:: WHAT YOU NEED TO DO ::
Please repeat, word for word, the part of the essay on the novel's imagery that runs between "Blossoms abound: a" and "respect one another.", inclusive.

Blossoms abound: a "little round stiff flower" on a knife sheaf, "garlands of late summer flowers" on womenfolk, a pot-bound rose-bush in a frontier fort, "the summer scent of thyme and rosemary;" as well as the trees and bushes of North Britain, particularly thorn: harsh and gently flowered, a barrier and a refuge. A knife has an "iron blade perfect in shape as a laurel leaf."

Birds soar; disturbed, they announce one's presence; their feathers adorn, but also symbolize flight and victory in war. The eagle of the book's title is its strongest symbol of the power that enables one culture to dominate another, of a personal continuity between father and son, and of the intangible bonds that link men who both oppose and respect one another.

Water flows, shimmers, forms barriers, enables connections. At one point her hero and his companion find themselves "on the crest of a steep ridge above the Western Ocean. It was an evening coloured like a dove's breast; a little wind feathered the shining water, and far out on the dreaming brightness many scattered islands seemed to float lightly as sleeping sea-birds. In the safe harbourage inshore, a few trading-vessels lay at anchor, the blue sails that had brought them from Hibernia furled as though they, too, were asleep. And to the north, brooding over the whole scene, rose [mount] Cruachan, sombre, cloaked in shadows, crested with mist - Cruachan, the shield-boss of the world."

The weather is eternally present in all its variability. To give one example: "Here in Britain the wind moaned through the desolate woods, the skies wept, and wet, gale-blown leaves pattered against the windows and stuck there, making little pathetic shadows against the steamy glass. There had been wild weather often enough in his own country, but that had been the wild weather of home: here was the wind and rain and wet leaves of exile."

Light and dark are as characters in the story, signifying gods and the faith of their worshipers -- people of the light and people of the dark, each with their own special value -- as in this description of a holy place: "They climbed steadily to the mountain saddle, and came dropping down on the seaward side. They traversed a steep glen and swung out along a ridge. Down again, and another steep climb, and suddenly they were on the lip of a wide upland valley running at an angle to the sea. It lay at their feet, already brimmed with shadows under a sky still webbed and washed with light that seemed to burst upward from the hidden sun; but at its head a great turf mound rose steeply, catching still a faint glow from the sunset on its thorn-crowned crest and the tips of the great standing stones that ringed it round like a bodyguard. Marcus had seen the long barrows of the Ancient People often enough before, but none had caught and held his awareness as this one did, at the head of its lonely valley, between the gold of the sunset and the silver of the new moon."

As Cruachan is "the shield-boss of the world," the shield-boss is itself the symbol of the ancient peoples of Britain whom Sutcliff's hero, Marcus, goes among and comes to understand in the fullness of their own way of life. Though they are his antagonists -- his quest is to take back from them a treasure they have captured in battle -- and though they pursue him to kill and re-capture, they are also his brothers.

:: SUPPLIED MATERIAL ::
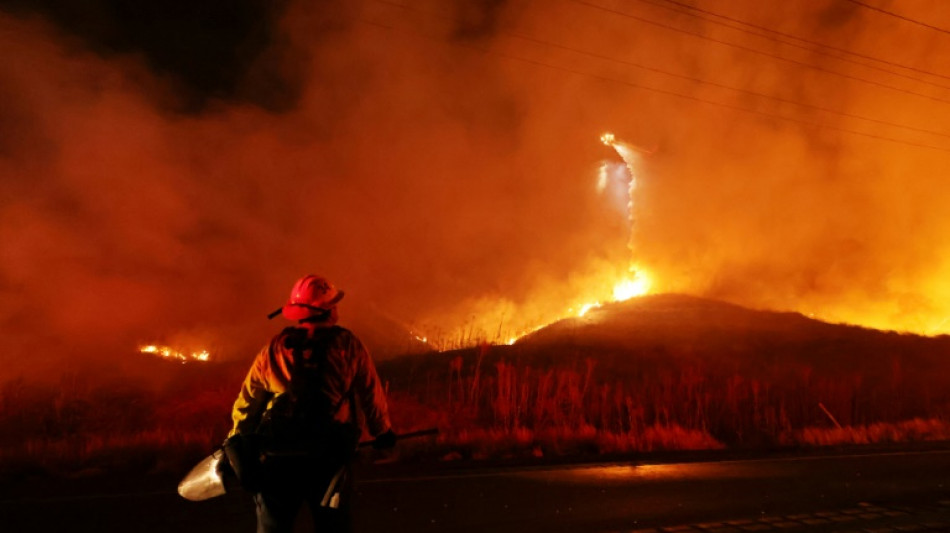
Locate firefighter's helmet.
[281,274,343,320]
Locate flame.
[139,344,211,363]
[432,133,653,350]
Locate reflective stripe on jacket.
[229,326,391,436]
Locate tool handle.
[357,428,439,448]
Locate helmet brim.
[280,291,343,320]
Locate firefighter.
[225,275,396,533]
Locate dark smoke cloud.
[0,0,950,375]
[0,0,304,112]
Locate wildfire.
[139,344,211,364]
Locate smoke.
[0,0,950,376]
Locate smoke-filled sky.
[0,0,950,377]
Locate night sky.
[0,0,950,377]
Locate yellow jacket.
[228,326,391,437]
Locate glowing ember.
[614,270,650,302]
[448,133,652,349]
[139,344,211,363]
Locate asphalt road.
[0,449,950,533]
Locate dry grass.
[0,340,950,477]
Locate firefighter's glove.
[373,429,396,450]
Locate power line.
[503,24,950,138]
[570,0,950,104]
[848,0,950,35]
[361,8,950,153]
[379,0,950,138]
[648,0,950,89]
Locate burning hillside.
[0,0,950,377]
[380,294,950,449]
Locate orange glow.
[139,344,211,363]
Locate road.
[0,449,950,533]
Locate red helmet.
[272,274,343,320]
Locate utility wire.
[360,7,950,153]
[648,0,950,85]
[370,0,950,138]
[510,23,950,138]
[570,0,950,104]
[848,0,950,35]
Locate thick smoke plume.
[0,0,950,377]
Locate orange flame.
[139,344,211,363]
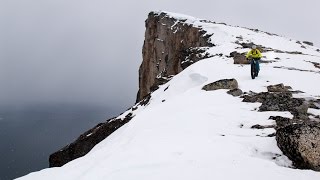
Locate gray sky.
[0,0,320,107]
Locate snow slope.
[19,13,320,180]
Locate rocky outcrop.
[242,84,320,171]
[267,83,292,92]
[227,88,243,96]
[242,88,309,120]
[230,51,249,64]
[276,123,320,171]
[49,113,132,167]
[202,79,238,91]
[137,12,214,102]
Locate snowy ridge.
[19,12,320,180]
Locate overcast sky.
[0,0,320,108]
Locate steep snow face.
[19,13,320,180]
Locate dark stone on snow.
[303,41,313,46]
[242,92,309,120]
[230,51,249,64]
[251,124,275,129]
[202,79,238,91]
[267,83,291,92]
[227,88,242,96]
[276,122,320,171]
[49,113,132,167]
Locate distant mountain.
[16,12,320,180]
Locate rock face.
[137,12,214,102]
[242,88,309,120]
[49,113,132,167]
[227,88,243,96]
[202,79,238,91]
[276,123,320,171]
[230,51,249,64]
[242,84,320,171]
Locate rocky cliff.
[137,12,214,102]
[49,12,214,167]
[18,12,320,180]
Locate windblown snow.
[19,13,320,180]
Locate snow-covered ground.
[19,13,320,180]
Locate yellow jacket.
[246,49,262,59]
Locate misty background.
[0,0,320,180]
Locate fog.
[0,0,320,108]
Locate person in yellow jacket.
[246,45,262,76]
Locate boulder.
[202,79,238,91]
[303,41,313,46]
[227,88,243,96]
[267,83,291,92]
[49,113,133,167]
[230,51,249,64]
[276,122,320,171]
[242,92,309,120]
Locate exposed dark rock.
[273,66,320,73]
[267,133,276,137]
[267,83,291,92]
[303,41,313,46]
[251,124,275,129]
[230,51,249,64]
[242,92,308,120]
[276,123,320,171]
[309,99,320,109]
[306,61,320,69]
[202,79,238,91]
[137,12,214,102]
[49,113,132,167]
[227,88,242,96]
[150,76,173,92]
[269,116,306,129]
[180,47,212,69]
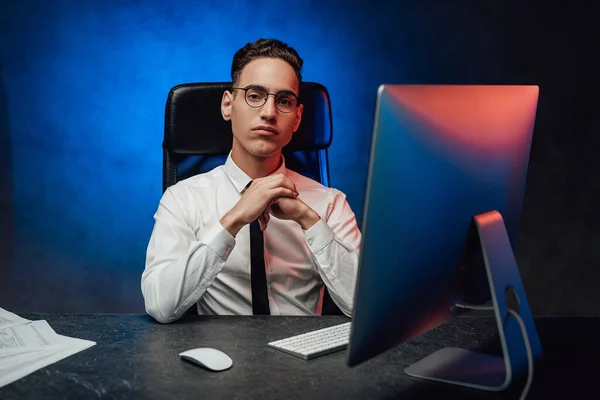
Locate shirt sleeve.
[304,190,362,316]
[141,188,235,323]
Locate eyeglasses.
[232,86,298,113]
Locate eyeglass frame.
[231,85,300,114]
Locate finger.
[263,174,298,193]
[269,187,298,201]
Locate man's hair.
[231,39,304,86]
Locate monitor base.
[404,211,541,391]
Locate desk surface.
[0,314,600,400]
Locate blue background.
[0,0,600,314]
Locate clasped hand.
[221,174,320,236]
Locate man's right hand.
[220,174,298,237]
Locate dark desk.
[0,314,600,400]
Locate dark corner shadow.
[0,60,15,309]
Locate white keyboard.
[267,322,351,360]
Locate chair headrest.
[163,82,333,155]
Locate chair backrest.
[163,82,343,315]
[163,82,333,192]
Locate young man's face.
[221,58,302,157]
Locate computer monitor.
[347,85,541,391]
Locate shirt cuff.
[204,224,235,261]
[304,219,334,254]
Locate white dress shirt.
[141,153,361,323]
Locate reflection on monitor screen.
[348,85,541,396]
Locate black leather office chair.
[163,82,342,315]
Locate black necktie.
[250,220,271,315]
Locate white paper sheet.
[0,308,96,388]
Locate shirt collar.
[225,152,286,193]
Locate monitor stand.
[404,211,541,391]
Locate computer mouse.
[179,347,233,371]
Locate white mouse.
[179,347,233,371]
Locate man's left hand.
[265,197,321,230]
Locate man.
[142,39,361,323]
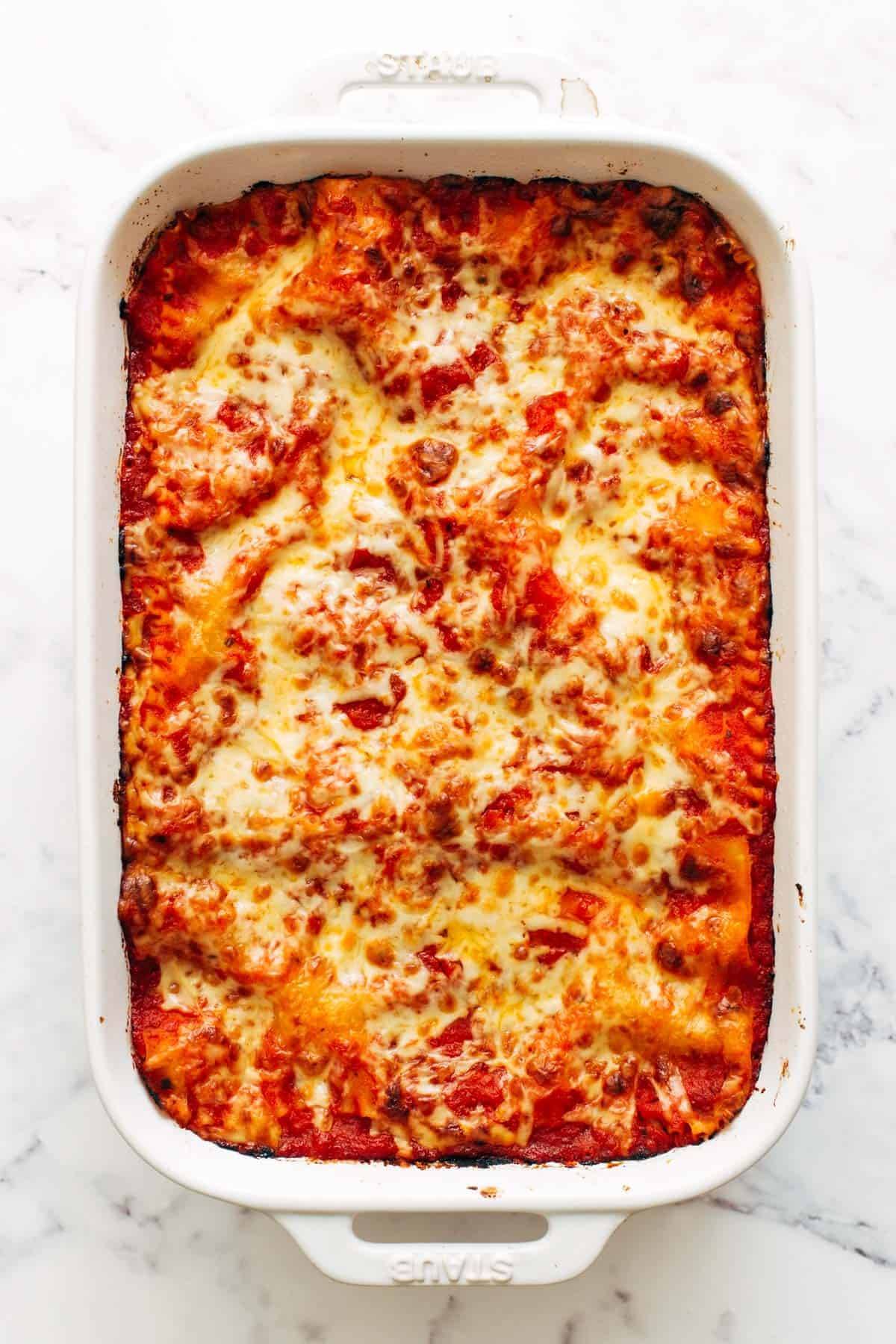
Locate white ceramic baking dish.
[75,55,817,1284]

:: OUTPUT BELOW ::
Blossoms abound: a "little round stiff flower" on a knife sheaf, "garlands of late summer flowers" on womenfolk, a pot-bound rose-bush in a frontier fort, "the summer scent of thyme and rosemary;" as well as the trees and bushes of North Britain, particularly thorn: harsh and gently flowered, a barrier and a refuge. A knife has an "iron blade perfect in shape as a laurel leaf."

Birds soar; disturbed, they announce one's presence; their feathers adorn, but also symbolize flight and victory in war. The eagle of the book's title is its strongest symbol of the power that enables one culture to dominate another, of a personal continuity between father and son, and of the intangible bonds that link men who both oppose and respect one another.